• [Your instructions]: Copy out only those lines running from the line with "You are given a photograph. Locate the deer's" to the end of the listing, keeping each one exactly as it is.

• [Given data]:
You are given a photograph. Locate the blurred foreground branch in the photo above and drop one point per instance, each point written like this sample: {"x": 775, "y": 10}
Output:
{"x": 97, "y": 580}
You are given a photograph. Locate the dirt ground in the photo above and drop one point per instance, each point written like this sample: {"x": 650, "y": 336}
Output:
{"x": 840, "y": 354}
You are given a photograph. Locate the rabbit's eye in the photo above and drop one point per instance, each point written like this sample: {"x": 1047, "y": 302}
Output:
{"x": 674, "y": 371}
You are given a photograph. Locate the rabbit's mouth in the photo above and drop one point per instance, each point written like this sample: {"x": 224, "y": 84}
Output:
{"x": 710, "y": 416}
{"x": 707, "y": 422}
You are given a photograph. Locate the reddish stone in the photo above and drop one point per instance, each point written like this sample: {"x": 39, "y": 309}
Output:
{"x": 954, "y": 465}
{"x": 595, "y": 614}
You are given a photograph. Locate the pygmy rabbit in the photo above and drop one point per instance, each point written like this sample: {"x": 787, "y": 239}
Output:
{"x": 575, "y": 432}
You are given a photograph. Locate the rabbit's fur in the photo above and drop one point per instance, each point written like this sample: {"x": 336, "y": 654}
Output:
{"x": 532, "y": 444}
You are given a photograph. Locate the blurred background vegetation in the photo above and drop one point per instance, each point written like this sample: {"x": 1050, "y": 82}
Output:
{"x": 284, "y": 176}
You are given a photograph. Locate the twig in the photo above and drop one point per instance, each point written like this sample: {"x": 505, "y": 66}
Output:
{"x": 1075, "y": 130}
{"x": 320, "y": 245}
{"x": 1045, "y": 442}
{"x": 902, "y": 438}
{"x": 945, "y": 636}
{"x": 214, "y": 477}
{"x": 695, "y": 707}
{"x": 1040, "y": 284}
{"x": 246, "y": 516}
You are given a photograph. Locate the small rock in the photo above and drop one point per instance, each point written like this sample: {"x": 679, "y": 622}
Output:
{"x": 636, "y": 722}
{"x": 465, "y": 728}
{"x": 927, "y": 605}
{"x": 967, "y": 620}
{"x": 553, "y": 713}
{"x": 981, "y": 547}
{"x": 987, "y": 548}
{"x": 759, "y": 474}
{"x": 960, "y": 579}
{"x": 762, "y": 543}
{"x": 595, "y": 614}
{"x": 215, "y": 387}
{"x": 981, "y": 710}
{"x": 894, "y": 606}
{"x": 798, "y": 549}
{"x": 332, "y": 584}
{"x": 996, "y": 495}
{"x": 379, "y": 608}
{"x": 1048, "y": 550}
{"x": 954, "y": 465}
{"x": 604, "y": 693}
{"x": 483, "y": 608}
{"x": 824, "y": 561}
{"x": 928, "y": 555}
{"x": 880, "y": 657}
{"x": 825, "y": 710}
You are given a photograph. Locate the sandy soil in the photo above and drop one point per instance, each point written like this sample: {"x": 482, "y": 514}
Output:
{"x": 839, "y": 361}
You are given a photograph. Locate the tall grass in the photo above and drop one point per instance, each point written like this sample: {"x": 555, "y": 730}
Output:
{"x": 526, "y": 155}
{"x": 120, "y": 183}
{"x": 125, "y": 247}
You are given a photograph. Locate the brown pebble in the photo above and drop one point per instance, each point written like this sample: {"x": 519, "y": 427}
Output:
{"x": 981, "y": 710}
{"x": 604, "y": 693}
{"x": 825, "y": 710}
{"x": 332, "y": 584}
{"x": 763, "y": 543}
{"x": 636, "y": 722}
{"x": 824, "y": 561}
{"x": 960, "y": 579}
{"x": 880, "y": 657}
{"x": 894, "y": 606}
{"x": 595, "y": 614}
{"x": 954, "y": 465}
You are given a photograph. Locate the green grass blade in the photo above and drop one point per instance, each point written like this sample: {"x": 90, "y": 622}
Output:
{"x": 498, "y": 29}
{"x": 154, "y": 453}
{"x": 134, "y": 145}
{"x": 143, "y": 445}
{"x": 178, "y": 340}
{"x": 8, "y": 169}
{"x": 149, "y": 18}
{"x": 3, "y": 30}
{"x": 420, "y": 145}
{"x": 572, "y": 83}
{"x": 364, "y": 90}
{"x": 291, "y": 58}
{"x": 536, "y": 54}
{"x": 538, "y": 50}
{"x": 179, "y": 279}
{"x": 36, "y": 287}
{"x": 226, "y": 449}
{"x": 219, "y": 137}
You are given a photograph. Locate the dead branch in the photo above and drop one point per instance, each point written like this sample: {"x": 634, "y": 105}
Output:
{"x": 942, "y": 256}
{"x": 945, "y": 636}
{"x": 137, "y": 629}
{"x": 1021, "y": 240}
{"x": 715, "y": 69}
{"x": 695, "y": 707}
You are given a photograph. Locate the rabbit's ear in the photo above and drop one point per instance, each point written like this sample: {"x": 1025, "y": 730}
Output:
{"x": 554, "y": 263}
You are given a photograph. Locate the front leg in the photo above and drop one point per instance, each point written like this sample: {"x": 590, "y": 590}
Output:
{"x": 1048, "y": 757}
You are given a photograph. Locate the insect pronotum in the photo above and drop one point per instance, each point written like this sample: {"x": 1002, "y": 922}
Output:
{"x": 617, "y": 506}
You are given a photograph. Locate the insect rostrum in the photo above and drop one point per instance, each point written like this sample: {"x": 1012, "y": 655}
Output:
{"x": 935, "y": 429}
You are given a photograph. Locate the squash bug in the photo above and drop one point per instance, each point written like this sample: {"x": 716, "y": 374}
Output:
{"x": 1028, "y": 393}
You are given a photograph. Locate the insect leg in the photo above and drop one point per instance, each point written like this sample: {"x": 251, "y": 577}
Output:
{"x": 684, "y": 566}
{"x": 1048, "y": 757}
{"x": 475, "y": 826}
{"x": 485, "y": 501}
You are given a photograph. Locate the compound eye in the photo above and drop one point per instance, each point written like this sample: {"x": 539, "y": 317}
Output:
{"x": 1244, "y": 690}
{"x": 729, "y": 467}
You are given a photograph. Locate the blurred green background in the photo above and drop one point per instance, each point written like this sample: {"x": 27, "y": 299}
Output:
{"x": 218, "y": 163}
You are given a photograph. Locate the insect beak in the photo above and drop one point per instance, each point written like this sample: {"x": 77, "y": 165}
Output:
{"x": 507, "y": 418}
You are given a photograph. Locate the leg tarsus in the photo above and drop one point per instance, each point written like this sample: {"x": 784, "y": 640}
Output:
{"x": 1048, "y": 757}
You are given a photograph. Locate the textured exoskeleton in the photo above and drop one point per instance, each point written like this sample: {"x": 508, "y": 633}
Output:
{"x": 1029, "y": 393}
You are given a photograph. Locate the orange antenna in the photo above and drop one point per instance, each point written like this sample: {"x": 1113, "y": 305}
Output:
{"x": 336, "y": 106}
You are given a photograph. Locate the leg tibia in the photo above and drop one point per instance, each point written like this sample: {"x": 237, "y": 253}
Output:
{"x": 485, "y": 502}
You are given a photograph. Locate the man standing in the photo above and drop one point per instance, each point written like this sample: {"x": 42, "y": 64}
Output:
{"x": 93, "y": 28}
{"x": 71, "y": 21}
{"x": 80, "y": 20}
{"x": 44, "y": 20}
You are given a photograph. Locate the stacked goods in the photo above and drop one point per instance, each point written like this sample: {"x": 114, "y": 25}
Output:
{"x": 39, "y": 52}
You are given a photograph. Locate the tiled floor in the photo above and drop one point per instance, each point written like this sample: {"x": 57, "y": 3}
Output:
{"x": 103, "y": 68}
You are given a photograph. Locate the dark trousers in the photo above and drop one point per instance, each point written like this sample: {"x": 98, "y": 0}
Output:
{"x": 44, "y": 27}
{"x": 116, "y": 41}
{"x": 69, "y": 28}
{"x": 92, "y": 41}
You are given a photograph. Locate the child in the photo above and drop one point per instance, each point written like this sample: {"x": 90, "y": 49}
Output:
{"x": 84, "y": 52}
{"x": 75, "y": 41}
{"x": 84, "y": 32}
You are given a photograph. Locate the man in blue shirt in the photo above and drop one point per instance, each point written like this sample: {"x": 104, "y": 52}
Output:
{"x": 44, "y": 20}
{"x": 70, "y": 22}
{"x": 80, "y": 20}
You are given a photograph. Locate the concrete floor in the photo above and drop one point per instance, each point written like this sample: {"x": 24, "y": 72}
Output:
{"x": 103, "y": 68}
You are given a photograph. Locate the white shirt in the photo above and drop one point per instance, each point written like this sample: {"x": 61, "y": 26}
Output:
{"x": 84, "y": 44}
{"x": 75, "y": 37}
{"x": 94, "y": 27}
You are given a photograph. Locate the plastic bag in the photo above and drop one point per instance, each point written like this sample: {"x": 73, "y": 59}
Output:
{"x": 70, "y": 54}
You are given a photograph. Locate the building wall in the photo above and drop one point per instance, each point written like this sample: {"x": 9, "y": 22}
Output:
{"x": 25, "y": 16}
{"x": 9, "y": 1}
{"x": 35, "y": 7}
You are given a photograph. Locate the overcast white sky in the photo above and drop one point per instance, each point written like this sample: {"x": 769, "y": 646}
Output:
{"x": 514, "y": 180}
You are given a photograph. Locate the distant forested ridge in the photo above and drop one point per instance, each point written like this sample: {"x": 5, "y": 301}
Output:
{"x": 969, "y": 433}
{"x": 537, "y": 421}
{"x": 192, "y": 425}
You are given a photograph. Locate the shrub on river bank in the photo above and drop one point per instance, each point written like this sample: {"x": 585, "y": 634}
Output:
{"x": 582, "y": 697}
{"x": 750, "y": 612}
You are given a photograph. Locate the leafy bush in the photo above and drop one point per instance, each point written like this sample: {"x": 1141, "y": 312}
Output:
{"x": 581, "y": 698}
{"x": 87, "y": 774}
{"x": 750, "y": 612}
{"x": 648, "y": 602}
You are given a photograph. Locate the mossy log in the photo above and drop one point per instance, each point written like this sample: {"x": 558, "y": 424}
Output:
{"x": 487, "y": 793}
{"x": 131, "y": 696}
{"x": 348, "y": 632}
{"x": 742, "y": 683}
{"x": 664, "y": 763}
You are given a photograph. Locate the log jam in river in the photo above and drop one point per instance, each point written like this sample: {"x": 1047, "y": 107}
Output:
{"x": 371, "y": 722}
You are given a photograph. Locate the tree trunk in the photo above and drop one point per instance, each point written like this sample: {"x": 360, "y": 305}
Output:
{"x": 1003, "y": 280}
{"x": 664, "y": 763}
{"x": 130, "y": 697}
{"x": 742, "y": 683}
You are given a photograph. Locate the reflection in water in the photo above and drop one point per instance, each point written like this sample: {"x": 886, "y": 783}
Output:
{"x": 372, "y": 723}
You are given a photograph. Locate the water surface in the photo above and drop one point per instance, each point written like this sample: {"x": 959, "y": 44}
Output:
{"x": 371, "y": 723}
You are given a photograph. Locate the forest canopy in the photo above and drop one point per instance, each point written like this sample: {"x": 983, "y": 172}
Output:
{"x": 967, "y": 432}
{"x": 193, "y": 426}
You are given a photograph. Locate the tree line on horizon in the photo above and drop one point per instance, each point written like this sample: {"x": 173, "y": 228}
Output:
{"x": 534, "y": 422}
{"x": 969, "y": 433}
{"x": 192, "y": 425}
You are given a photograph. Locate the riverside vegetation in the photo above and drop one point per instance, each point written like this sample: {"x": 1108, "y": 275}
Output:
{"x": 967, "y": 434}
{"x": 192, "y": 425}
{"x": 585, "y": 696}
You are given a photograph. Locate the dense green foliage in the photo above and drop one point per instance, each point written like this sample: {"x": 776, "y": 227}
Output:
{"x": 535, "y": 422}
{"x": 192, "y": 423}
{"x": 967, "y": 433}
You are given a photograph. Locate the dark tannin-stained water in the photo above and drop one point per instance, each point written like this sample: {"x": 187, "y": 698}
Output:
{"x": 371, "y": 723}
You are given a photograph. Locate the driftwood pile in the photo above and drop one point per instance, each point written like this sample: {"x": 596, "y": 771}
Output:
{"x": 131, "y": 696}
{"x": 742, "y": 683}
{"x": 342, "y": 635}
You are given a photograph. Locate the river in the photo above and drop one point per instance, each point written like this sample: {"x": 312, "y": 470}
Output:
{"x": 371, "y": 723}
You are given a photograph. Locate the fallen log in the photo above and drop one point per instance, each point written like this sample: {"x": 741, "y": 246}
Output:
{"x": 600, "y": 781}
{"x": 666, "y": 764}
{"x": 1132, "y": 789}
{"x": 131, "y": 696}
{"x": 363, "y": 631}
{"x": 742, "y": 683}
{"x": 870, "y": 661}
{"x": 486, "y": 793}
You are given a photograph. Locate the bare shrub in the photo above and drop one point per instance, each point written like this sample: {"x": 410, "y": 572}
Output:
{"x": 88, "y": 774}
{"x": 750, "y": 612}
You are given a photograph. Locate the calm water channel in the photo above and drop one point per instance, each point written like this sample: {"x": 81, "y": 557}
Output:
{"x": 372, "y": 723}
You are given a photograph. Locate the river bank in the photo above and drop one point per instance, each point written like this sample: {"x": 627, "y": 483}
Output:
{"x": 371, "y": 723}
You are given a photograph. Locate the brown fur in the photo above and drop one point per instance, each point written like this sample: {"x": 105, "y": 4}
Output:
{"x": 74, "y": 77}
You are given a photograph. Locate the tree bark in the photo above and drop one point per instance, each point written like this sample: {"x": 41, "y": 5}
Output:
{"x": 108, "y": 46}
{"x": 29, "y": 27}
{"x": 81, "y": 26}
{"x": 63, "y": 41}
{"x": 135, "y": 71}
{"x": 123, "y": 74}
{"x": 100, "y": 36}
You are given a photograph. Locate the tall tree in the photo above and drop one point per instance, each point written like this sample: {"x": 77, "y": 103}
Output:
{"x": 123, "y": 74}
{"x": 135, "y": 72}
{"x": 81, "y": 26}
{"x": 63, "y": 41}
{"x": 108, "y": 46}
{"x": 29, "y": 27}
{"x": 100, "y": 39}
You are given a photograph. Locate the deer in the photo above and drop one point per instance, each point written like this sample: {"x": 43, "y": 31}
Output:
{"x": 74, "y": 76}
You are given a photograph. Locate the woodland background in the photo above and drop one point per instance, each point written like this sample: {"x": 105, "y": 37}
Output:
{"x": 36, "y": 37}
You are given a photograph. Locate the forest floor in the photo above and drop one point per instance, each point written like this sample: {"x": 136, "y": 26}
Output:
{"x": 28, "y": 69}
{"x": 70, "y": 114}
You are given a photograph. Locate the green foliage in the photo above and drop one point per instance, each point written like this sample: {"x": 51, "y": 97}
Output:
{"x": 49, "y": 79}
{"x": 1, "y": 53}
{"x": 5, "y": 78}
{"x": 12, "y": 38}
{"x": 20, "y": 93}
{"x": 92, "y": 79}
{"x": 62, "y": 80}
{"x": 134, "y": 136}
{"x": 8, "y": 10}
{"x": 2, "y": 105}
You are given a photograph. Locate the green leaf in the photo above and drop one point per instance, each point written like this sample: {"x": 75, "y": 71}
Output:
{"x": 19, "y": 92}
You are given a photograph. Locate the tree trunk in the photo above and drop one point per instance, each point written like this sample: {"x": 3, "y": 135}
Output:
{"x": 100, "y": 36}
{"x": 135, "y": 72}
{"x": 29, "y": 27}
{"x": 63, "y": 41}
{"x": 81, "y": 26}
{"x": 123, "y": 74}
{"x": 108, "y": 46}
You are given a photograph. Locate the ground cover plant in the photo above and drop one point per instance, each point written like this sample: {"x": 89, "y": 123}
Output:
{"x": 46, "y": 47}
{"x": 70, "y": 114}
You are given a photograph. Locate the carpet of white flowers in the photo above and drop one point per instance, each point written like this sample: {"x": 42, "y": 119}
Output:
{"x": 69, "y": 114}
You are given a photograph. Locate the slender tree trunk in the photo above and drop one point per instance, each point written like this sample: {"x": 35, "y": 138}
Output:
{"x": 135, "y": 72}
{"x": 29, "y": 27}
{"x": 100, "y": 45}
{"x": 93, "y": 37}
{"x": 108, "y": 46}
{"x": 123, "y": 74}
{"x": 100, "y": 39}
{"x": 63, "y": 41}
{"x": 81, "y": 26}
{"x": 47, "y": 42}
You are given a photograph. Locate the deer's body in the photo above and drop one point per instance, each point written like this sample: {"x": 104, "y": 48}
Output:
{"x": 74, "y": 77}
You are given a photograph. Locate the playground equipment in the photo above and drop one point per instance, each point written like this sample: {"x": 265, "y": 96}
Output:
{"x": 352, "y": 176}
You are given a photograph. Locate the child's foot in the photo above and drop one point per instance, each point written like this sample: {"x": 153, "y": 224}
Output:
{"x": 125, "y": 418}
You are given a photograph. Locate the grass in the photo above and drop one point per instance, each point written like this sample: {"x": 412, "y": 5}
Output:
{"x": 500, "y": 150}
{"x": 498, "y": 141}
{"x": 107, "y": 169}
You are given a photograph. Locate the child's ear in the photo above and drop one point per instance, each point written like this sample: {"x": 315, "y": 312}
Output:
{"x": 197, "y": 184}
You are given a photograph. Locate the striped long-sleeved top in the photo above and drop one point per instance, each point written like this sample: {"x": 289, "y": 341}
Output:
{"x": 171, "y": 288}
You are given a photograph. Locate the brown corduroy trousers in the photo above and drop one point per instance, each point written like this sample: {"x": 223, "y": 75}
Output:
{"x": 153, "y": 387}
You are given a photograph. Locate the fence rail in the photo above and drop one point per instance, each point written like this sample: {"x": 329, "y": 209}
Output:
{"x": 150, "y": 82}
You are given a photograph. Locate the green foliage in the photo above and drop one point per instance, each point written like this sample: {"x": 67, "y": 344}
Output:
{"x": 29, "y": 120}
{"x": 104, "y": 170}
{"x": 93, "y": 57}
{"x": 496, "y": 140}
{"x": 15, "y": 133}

• [The reply]:
You are given a photograph. Locate the deer's body in the photo above and drop one point per instance, each point written like this sample: {"x": 104, "y": 48}
Output:
{"x": 74, "y": 77}
You are given a photograph. Locate the playground equipment in the photo above and drop one point per instance, each point written like this sample: {"x": 265, "y": 96}
Output:
{"x": 352, "y": 176}
You are given a photograph. Locate the child's foot in the photo above and drop one point per instance, each point written like this sample: {"x": 153, "y": 224}
Output:
{"x": 125, "y": 418}
You are given a photograph. Locate the grass in the photo above and drop one point per instance, each point written like this sample: {"x": 412, "y": 5}
Output:
{"x": 500, "y": 150}
{"x": 498, "y": 141}
{"x": 107, "y": 169}
You are given a photograph. Locate the child's ear in the photo above and drop one point per instance, each point written like this sample: {"x": 315, "y": 312}
Output:
{"x": 197, "y": 184}
You are given a photograph. Locate the striped long-sleeved top in the photo above and drop one point per instance, each point written like this sample: {"x": 289, "y": 341}
Output:
{"x": 171, "y": 288}
You are given a photograph. Locate the brown corduroy trousers in the photo above and drop one point per instance, each point written like this sample: {"x": 223, "y": 75}
Output:
{"x": 153, "y": 387}
You are given a photograph. Locate the fence rail in the photo above and drop one point per instance, each point written like this sample: {"x": 329, "y": 209}
Output:
{"x": 150, "y": 82}
You are given a photograph. Locate the green foliage in the photo above and drop one point per instance, each point written like this sample: {"x": 67, "y": 344}
Output:
{"x": 29, "y": 120}
{"x": 104, "y": 170}
{"x": 93, "y": 57}
{"x": 496, "y": 140}
{"x": 15, "y": 133}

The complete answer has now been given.